[Start Article]

Using DataDirect XQuery® SQL Generation Algorithms

DataDirect XQuery uses one of the following SQL generation algorithms when translating a query to one or multiple SQL Select statements:

By default, DataDirect XQuery uses the merge join algorithm, which typically gives the best performance. However, when the XML structure is not too deeply nested, the outer join or sorted outer union algorithm gives better performance. As a guideline, consider using either outer join or sorted outer union in cases where the XML nesting level is limited to four or less.

See "Improving Performance" for additional information about performance.

Nested Loop

The nested loop algorithm creates a first SQL statement that selects all values for the parent nodes and a second SQL statement that, for each parent node, selects the values for the associated child nodes.

Use this algorithm when the parent nodes are not uniquely identifiable. In this case, the nested loop algorithm is the only one that returns correct results.

[End Article]
[Start Data section]

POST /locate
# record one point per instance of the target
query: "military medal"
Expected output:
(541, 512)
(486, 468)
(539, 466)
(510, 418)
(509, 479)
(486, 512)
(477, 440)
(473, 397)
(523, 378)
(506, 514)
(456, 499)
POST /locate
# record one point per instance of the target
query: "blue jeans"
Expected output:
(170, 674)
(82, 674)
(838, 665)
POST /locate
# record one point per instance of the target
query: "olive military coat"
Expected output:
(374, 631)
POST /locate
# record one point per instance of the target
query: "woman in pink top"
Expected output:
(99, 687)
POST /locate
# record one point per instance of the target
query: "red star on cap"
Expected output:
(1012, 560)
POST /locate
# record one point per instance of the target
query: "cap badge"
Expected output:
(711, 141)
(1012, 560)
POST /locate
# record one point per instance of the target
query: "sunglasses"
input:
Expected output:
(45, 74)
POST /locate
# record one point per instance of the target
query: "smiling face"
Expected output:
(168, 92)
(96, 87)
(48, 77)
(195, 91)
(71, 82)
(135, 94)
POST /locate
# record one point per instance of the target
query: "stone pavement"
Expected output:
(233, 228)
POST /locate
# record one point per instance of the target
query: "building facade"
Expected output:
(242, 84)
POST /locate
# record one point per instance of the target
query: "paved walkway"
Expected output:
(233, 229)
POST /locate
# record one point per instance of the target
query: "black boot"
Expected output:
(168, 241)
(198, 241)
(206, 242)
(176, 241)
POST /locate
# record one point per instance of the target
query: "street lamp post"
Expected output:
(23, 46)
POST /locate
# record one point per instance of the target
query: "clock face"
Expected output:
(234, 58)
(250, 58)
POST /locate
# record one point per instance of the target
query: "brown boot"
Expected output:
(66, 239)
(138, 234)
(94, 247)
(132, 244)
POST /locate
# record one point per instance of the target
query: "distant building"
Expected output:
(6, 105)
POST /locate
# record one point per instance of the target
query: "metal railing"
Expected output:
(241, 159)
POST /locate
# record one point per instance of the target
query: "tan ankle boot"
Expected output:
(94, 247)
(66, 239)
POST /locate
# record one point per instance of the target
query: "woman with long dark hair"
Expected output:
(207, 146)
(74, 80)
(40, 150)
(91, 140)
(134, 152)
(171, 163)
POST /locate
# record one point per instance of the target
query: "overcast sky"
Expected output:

[End Data section]

— What to do —
1/ Answer these questions about the article on DataDirect XQuery SQL generation algorithms:
(a) Which algorithm does DataDirect XQuery use by default?
(b) Up to what XML nesting level does the guideline suggest considering outer join or sorted outer union?
(c) When should the nested loop algorithm be used?
2/ Continue the article on DataDirect XQuery SQL generation algorithms from the point where it ends.

— The answers —
1/
(a) The merge join algorithm.
(b) Four or less.
(c) When the parent nodes are not uniquely identifiable.

2/
Merge Join

To construct a correct parent/child relationship, the merge join algorithm creates a first SQL statement that selects all parent values and sorts them on the unique columns of the parents. Then, a second SQL statement joins parent with child values and sorts them again on the unique columns of the parents. The results are processed by moving forward through the results of both SQL statements, linking parent with child node values based on the values of the unique columns.

By default, DataDirect XQuery uses the merge join algorithm, which typically gives the best performance.

Outer Join

The outer join algorithm creates a single SQL statement that outer joins parent with child node values. The advantage of using this algorithm is that only a single SQL statement is created. The disadvantage is that this single SQL statement can be very complex, for example, when deeply nested XML structures must be created. In addition, this algorithm requires that for each set of child node values all parent node values are selected as well, which results in redundant information being communicated between the database server and the application.

As a guideline, consider using the outer join algorithm in cases where the XML nesting level is limited to four or less.

Sorted Outer Union

The sorted outer union algorithm creates a single SQL statement that is the union of multiple SQL statements (one for each level in the XML hierarchy). The first SQL statement in the union selects parent node values; the second selects the unique values of the parents joined with the child node values. This approach is recursively applied for each level in the XML hierarchy.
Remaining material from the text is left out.